本文抜粋:

統計データ解析に基づいた多くの情報を効率よく知るための統計手法。
通常、下記の3段階の手順を踏んで実施される。

①効率的に要因効果を把握するための実験方法を計画する。(実験の計画)
②本当に効果があるのかを調べる。(分散分析による検定)
③特定の水準の組み合わせにおける母平均の大きさを見積もる。(推定)

ここで、全体の流れをまとめてみた。

フィッシャーの3原則
①ランダム化
 実験順序によって生じる、慣れなどの系統誤差を偶然誤差に転化させる。
 データ収集時の順番をバラバラにして実験結果をかたよらせない。

②局所管理
 実験誤差が大きくなるような場合、実験の場を小分けにして水準間を精度よく比較できる様にすること。小分けの原則とも言う。

③反復
 実験の誤差の大きさを評価するために行う。同一条件で2回以上実験を行うこと。(「繰り返し」は同一条件で複数回「測定」を行うことであり、反復と意味がことなる。)

用いられる単語
「偶然誤差と系統誤差」

実施する課題:
1. 上の本文抜粋によると、フィッシャーの3原則の「局所管理」は別名で何と呼ばれるか。
2. 上の本文抜粋を、最後の行の後から続けて書いてください。

提供された行:
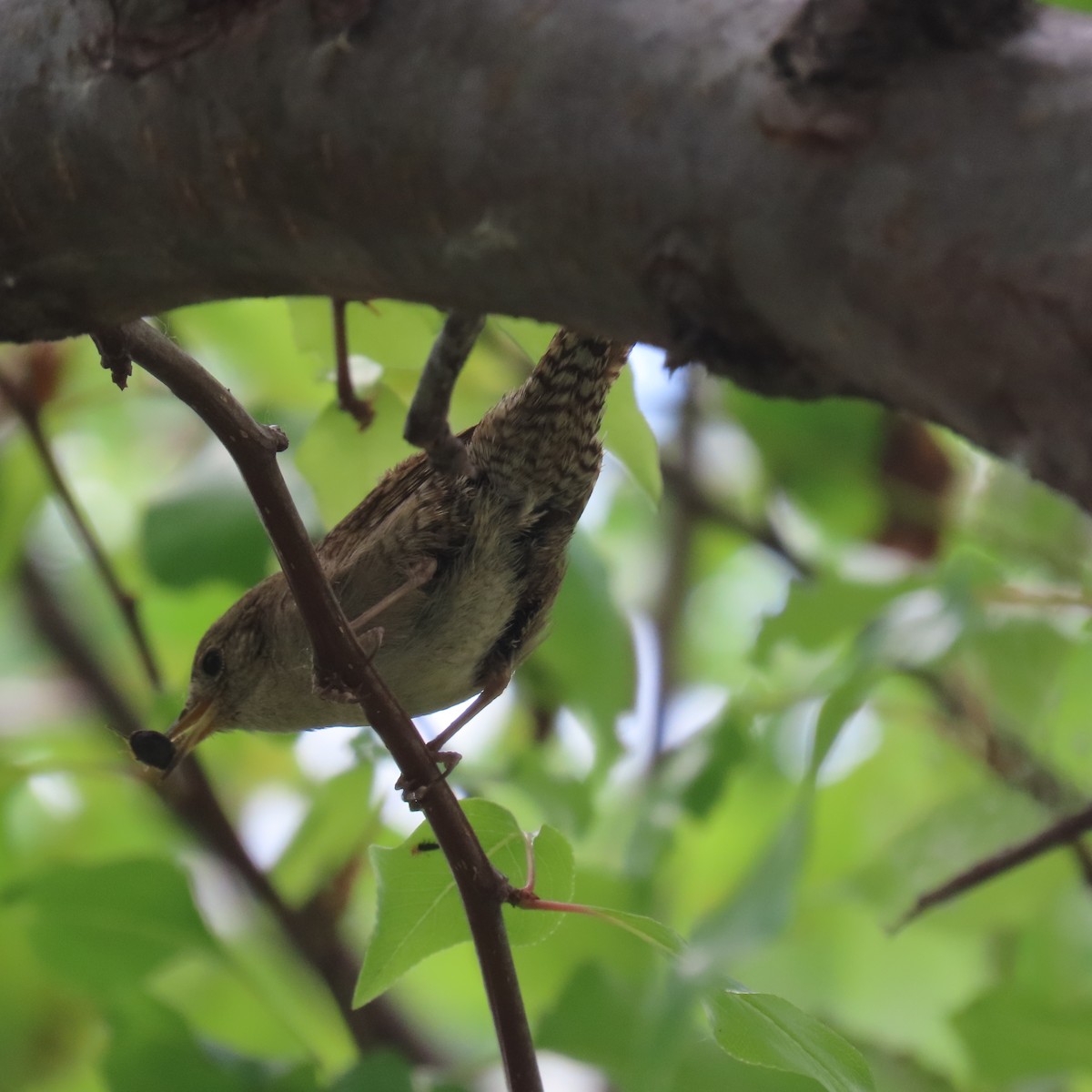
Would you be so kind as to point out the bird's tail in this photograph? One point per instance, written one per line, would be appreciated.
(541, 440)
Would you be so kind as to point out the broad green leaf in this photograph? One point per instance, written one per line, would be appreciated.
(763, 905)
(653, 933)
(147, 1038)
(343, 463)
(714, 753)
(420, 910)
(820, 612)
(1016, 1036)
(334, 830)
(838, 708)
(249, 345)
(824, 454)
(764, 1030)
(206, 534)
(377, 1071)
(112, 924)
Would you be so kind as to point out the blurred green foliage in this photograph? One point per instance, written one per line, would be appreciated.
(867, 693)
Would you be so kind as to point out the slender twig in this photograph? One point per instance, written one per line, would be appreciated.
(1064, 833)
(341, 665)
(312, 932)
(427, 424)
(30, 415)
(359, 410)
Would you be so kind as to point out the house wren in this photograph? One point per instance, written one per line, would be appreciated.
(451, 576)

課題の回答:
1. 小分けの原則

2.
 偶然誤差
  目盛りの読み取りミスなど「誤差の大きさが偶然によって決まる誤差」

 系統誤差
  暑さによってものさしが伸びてでる誤差など、「偶然によらず一定の傾向を持つ誤差」

「因子の種類」
 大きく2つに分けられる

 1、母数因子
   水準(規格)を技術的に指定でき、その水準効果が再現可能な因子
   ほとんどがこれ。

   例)加熱温度、保持時間

 2、変量因子
   水準を指定できず、次回の実験では同じ水準を再現できない因子

   例)原料鉱石のロット番号、農場の土壌条件など


「使用例」
  (ブロック因子)
   変量因子のような水準を指定できない条件の場合、
   適当な「ブロック」に区分けして、
   できるだけ均一な実験条件の場を作る。

   例)日間の違いの比較、土壌条件を均質化した農場の区画など
    →【乱塊法】ともいう

  (制御因子)
    生産の場において、水準の指定も選択も可能なもの。
    実験のほとんどはこの因子。

    例)反応温度、処理時間、材料の種類、仕上げ方法など

  (標示因子)
    生産の場において、水準の指定はできるが選択はできないもの
    水準の違いを知りたいときに取り上げる因子

  (誤差因子)
    生産の場において、水準の選択も指定も不可能なもので
    生産側でコントロールできない因子

「一元配置実験と二元配置実験」
  取り上げた因子の数が1つの実験:一元配置実験
           2つの実験:二元配置実験 → 分散分析表の作成


「交絡」→分離できない状態のこと。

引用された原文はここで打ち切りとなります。